Start of Passage to read

But that’s not entirely true. Because I still have many moments, nearly every day, when I feel like a fraud. That I want to see who is standing behind me when someone calls me ‘Mummy’. Even when that someone is me.

I felt it at least once today, when Adam and I were playing with his new garbage truck, one of many vehicle related gifts Grandma gave him while she was here, and I said to him ‘Hand that to Mummy.’ And I had a moment of ‘Wait. Who? Hand it to who?!?’

I’ve written before about never having a ‘OMG I’m the Mummy’ over the top freak out moment, a la Jamie in the old US sitcom Mad About You. But I seem to have small moments of it through out the day.

Another example is one day when I went to pick Adam up from daycare and half of his class were in the garden and the rest were inside so the nursery staff outside shouted through the window ‘Adam’s Mummy is here!’ I honestly had to stop myself from turning around to see who was behind me.

I liken this feeling to a moment I had, albeit once, after my brother had his first daughter. I was driving somewhere, idly thinking, as you do, and it suddenly hit me; ‘OMG my brother is a father!!!!’ I mentioned to him and he said ‘Yeah, I have that thought a lot!’

11 and half years on I haven’t asked him if he still has that thought or not. If I am going to have these ‘OMG I’m a Mummy!’ thoughts for the rest of my life or if they pass.

I think I’ll ask him. J? You reading this? Do you still have those moments?!?!

Posted in Adam, Being a Mummy, Thoughts and tagged .

4 Comments

  1. I still have them (8 years on….). I”m guessing it’ll just get weirder when my kids grow up and reproduce!

  2. These days it more like “OMG I have an 11 year old daughter! And an 8 year old! ” I’m pretty used to the idea that I’m a dad, but can’t get over how *long* I’ve been a Dad.

  3. I am more like Jeff. Where did the years go, how can I have a 9 year old daughter. And a 7 year old son.

    When I came home from hospital with her all those years ago, I kept forgetting she was there, walking into the bedroom to fetch something and wakening her by switching on the ceiling light. It took weeks before I stopped doing it, and it made me feel so guilty. How COULD I forget my own daughter?

End of Passage to read
Start of Information provided

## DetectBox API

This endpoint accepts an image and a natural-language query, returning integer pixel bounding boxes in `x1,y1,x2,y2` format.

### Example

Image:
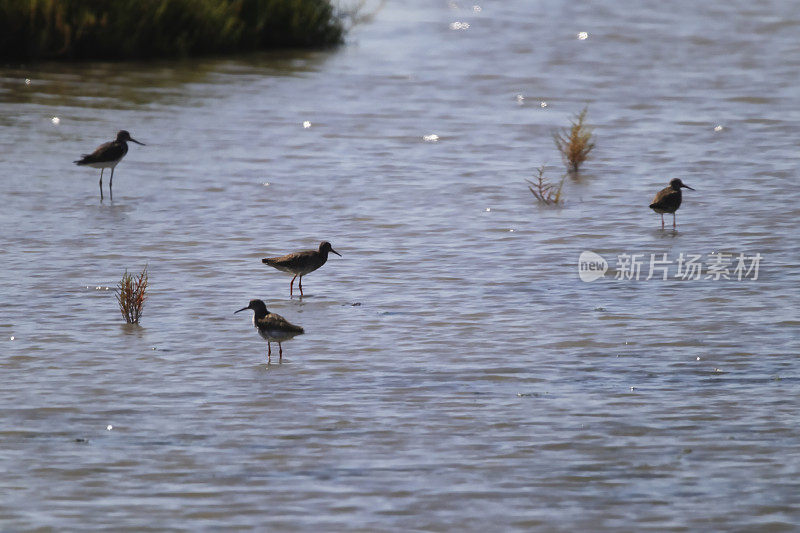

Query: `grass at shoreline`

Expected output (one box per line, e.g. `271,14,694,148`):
0,0,344,61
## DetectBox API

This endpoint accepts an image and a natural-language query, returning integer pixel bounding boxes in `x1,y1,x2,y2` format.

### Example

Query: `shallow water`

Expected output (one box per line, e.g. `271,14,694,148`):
0,0,800,531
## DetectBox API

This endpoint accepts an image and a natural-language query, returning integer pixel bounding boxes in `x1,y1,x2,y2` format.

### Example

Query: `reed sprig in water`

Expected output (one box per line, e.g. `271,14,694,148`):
525,165,566,205
116,266,147,324
553,107,594,174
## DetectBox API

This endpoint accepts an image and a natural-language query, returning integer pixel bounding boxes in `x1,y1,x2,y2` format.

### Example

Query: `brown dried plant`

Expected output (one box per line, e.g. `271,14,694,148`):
525,165,566,205
116,265,147,324
553,106,594,174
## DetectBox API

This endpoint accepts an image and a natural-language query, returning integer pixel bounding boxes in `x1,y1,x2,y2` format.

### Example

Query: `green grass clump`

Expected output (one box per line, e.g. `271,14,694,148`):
0,0,344,61
525,165,566,205
116,266,147,324
553,107,594,174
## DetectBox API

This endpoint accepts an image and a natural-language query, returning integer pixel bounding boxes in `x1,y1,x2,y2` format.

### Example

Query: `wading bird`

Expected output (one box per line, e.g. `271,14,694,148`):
261,241,342,297
73,130,145,200
650,178,694,229
233,300,304,363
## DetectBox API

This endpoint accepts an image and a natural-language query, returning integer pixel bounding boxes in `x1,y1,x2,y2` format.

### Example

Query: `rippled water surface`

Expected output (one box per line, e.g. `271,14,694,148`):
0,0,800,531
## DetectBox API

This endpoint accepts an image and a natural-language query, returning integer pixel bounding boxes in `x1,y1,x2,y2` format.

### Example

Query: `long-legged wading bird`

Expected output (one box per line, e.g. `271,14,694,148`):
261,241,342,297
650,178,694,229
73,130,145,200
233,300,304,363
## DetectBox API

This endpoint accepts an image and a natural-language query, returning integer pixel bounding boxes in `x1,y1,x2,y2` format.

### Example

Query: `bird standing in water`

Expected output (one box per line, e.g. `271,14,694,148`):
261,241,342,297
650,178,694,229
73,130,145,200
233,300,304,363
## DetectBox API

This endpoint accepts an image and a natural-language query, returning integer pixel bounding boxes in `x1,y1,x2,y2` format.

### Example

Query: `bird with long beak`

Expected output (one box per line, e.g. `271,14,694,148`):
261,241,342,298
650,178,694,229
73,130,145,200
233,300,304,363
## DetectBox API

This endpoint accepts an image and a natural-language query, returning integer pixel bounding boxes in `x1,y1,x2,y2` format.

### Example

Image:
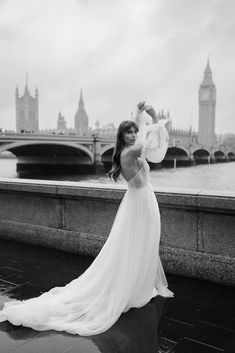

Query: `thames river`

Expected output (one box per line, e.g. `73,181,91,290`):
0,158,235,191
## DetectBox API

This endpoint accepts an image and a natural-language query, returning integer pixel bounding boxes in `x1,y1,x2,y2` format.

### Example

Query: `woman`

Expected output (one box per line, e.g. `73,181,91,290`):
0,103,173,336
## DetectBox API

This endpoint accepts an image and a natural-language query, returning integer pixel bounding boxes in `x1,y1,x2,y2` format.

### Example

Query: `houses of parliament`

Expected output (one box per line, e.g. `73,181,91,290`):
15,60,233,148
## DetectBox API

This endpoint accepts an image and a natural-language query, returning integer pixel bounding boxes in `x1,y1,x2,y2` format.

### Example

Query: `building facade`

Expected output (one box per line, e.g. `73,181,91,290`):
74,91,89,136
198,60,216,147
56,112,68,134
15,82,39,133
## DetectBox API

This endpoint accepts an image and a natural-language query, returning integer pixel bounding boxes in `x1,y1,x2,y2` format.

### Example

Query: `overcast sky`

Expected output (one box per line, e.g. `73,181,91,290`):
0,0,235,133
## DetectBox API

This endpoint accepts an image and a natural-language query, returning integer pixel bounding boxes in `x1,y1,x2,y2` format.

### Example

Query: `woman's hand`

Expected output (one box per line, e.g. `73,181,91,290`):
144,104,158,123
137,101,145,112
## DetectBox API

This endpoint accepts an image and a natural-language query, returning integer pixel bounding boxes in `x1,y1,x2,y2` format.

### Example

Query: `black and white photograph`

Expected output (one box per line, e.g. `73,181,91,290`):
0,0,235,353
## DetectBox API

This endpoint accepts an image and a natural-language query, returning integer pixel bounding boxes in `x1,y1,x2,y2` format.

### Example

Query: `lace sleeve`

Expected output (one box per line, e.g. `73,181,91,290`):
136,110,169,163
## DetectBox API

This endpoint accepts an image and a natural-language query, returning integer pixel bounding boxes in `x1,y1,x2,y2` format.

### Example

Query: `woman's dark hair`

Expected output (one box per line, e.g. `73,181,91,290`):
108,120,139,181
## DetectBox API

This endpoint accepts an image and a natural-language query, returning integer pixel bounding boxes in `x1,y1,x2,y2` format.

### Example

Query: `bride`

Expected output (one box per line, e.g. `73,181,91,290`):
0,102,173,336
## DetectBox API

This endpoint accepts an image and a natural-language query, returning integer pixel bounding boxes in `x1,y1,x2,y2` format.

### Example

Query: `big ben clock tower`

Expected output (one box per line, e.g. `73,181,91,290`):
198,59,216,147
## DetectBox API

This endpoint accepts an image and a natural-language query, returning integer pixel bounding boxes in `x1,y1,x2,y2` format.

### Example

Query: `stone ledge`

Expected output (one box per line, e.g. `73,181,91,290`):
0,178,235,210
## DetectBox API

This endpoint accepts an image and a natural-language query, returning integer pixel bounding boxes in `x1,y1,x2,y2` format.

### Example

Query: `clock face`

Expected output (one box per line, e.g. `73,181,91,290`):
200,90,210,100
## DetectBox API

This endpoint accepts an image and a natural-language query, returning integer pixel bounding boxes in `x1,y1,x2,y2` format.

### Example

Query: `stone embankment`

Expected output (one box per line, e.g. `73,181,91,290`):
0,179,235,285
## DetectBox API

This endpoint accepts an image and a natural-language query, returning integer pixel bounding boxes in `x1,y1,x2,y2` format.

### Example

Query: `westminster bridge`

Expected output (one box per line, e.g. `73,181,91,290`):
0,133,235,176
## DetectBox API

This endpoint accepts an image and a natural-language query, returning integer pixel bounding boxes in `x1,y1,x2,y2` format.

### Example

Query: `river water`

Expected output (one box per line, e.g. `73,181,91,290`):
0,158,235,191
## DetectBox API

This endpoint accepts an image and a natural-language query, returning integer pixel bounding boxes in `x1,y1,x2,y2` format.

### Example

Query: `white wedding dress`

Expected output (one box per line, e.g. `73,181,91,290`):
0,117,173,336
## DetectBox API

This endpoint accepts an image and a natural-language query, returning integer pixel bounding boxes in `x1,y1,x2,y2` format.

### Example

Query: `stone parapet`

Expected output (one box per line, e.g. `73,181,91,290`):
0,179,235,285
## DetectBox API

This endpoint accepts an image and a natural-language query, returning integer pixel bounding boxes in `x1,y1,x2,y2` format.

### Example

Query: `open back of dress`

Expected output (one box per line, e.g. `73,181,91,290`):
0,124,172,336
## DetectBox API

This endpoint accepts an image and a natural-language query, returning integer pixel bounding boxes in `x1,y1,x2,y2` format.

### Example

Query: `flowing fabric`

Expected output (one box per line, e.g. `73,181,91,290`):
0,119,173,336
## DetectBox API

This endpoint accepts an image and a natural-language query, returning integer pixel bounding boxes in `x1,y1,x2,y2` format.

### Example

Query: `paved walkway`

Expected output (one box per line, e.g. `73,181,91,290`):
0,240,235,353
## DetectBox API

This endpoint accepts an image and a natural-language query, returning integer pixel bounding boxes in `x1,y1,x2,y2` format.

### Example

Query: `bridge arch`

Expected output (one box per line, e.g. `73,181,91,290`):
214,150,227,162
192,148,211,164
162,146,190,167
100,144,115,171
100,143,115,156
0,140,94,164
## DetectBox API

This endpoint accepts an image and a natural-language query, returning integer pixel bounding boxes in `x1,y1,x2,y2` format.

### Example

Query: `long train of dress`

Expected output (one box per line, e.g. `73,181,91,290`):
0,119,173,336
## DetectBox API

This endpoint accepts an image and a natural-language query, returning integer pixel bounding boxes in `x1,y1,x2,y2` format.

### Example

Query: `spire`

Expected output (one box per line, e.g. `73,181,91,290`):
24,71,29,94
201,55,214,86
78,89,84,110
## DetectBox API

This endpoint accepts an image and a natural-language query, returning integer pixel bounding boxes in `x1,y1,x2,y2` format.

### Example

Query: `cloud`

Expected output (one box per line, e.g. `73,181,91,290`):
0,0,235,132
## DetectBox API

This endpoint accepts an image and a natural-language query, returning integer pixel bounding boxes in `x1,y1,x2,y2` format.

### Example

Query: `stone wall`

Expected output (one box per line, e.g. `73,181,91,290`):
0,179,235,285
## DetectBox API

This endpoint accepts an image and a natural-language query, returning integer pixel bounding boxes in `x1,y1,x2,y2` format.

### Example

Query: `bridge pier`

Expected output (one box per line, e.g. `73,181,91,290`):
94,135,105,174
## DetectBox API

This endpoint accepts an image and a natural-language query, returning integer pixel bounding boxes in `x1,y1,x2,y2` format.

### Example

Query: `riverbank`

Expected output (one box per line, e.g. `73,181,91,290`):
0,159,235,192
0,179,235,285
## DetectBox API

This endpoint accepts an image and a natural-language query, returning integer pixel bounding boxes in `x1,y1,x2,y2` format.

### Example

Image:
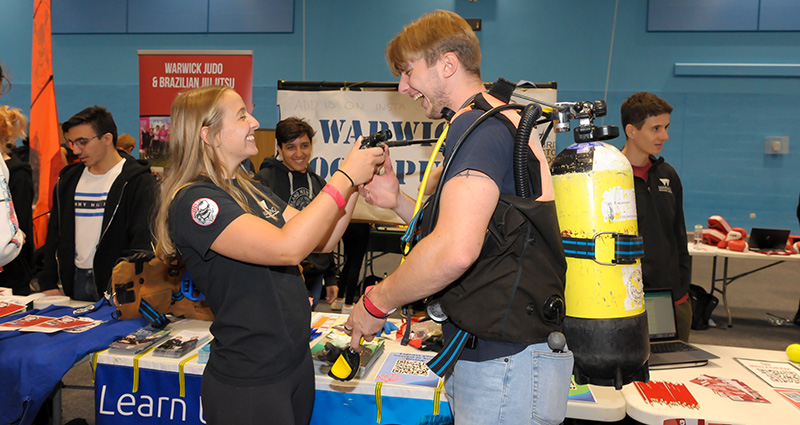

End of Information provided

In the passage about being called "Mummy," what toy was Adam playing with when the writer said "Hand that to Mummy"?

His new garbage truck.